**Texte fourni:**
-----
Arrêt du 20 décembre 2012
 
Ire Cour de droit public
 
Composition
 
MM. les Juges fédéraux Fonjallaz, Président, Merkli et Chaix.
 
Greffier: M. Kurz.
 
 
Participants à la procédure
 
A.________, représentée par Mes Adrian Bachmann et Tobias Zumbach, avocats,
 
recourante,
 
contre
 
Ministère public de la Confédération, avenue des Bergières 42, 1004 Lausanne.
 
Objet
 
Séquestre pénal,
 
recours contre la décision du Tribunal pénal fédéral, Cour des plaintes, du 4 juillet 2012.
 
Faits:
 
A.
 
Dans le cadre d'une enquête dirigée contre B.________, C.________, D.________ et autres pour blanchiment d'argent, faux dans les titres et les certificats notamment, le Ministère public de la Confédération (MPC) a ordonné, le 13 janvier 2012, le séquestre et la production de la documentation d'un compte bancaire détenu par la fondation liechtensteinoise A.________ auprès d'une banque de Zurich. Les fonds déposés pourraient provenir des activités criminelles de D.________.
 
B.
 
Par décision du 4 juillet 2012, la Cour des plaintes du Tribunal pénal fédéral (TPF) a rejeté, dans la mesure de sa recevabilité (l'ordre de production ne pouvant faire l'objet d'un recours), le recours formé par A.________. Après avoir écarté les griefs formels relatifs à la langue de la procédure et à la notification de la décision, la Cour des plaintes a considéré, en se référant à de précédentes décisions, que les soupçons relatifs au blanchiment d'argent et à l'infraction préalable commise par D.________ - soupçons décrits dans une plainte de la SEC - étaient suffisants. Le compte de la recourante avait, le 21 juin 2006, été débité de 4 millions d'euros en faveur d'une société appartenant à B.________, et crédité entre septembre et novembre 2009 de plus de 9 millions d'euros d'origine suspecte. Les sommes prétendument licites déposées sur le compte avant ces opérations pouvaient avoir été utilisées et remplacées par les fonds suspects. Les conditions posées à l'art. 70 al. 2 CP pour renoncer au séquestre (bonne foi de l'intéressé et contreprestation adéquate) n'étaient pas réunies. L'assistance judiciaire a été refusée à la recourante.
-----
**Données fournies:**

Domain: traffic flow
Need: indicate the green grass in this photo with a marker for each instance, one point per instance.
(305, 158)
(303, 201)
-----
**Exercices proposés:**
1. Répondez aux questions suivantes d'après l'arrêt :
(a) À quelle date le Ministère public de la Confédération a-t-il ordonné le séquestre du compte bancaire ?
(b) De quel montant le compte de la recourante a-t-il été débité le 21 juin 2006 ?
(c) Quelles conditions l'art. 70 al. 2 CP pose-t-il pour renoncer au séquestre ?
2. Poursuivez l'arrêt sur le séquestre pénal à partir de sa dernière phrase.
Le matériel présenté n'a aucun rapport avec l'arrêt.

**Liste des réponses:**
1.
(a) Le 13 janvier 2012.
(b) De 4 millions d'euros, en faveur d'une société appartenant à B.________.
(c) La bonne foi de l'intéressé et une contreprestation adéquate.

2.
 
C.
 
Par acte du 6 août 2012, A.________ forme un recours contre l'arrêt de la Cour des plaintes. Elle conclut à l'annulation de cet arrêt, ainsi que de la décision du MPC et à la levée du séquestre, subsidiairement à une levée partielle, à hauteur d'au moins 2'038'706,80 fr. Plus subsidiairement, elle demande le renvoi de la cause au TPF pour nouvelle décision.
 
La Cour des plaintes se réfère à sa décision. Le MPC conclut au rejet du recours dans la mesure de sa recevabilité. La recourante a répliqué le 29 octobre 2012. Le TPF et le MPC ont renoncé à de nouvelles observations.
 
Considérant en droit:
 
1.
 
Selon l'art. 79 LTF, le recours en matière pénale est recevable contre les arrêts de la Cour des plaintes qui portent sur des mesures de contrainte. Les décisions relatives au séquestre d'avoirs bancaires constituent de telles mesures (ATF 136 IV 92 consid. 2.2 p. 94).
 
1.1 La décision ordonnant un séquestre pénal constitue une décision incidente (ATF 128 I 129 consid. 1 p. 131; 126 I 97 consid. 1b p. 100 et les références). Selon la jurisprudence (ATF 133 IV 139 consid. 4 p. 141 et les références), le séquestre de valeurs patrimoniales cause en principe un dommage irréparable au sens de l'art. 93 al. 1 let. a LTF, car le détenteur se trouve privé temporairement de la libre disposition des valeurs saisies (ATF 126 I 97 consid. 1b p. 101; voir également ATF 128 I 129 consid. 1 p. 131).
 
1.2 La société recourante, titulaire du compte séquestré, a qualité pour agir au sens de l'art. 81 al. 1 LTF.
 
1.3 Le présent arrêt est rendu en français, langue de l'arrêt attaqué (art. 54 al. 1 LTF).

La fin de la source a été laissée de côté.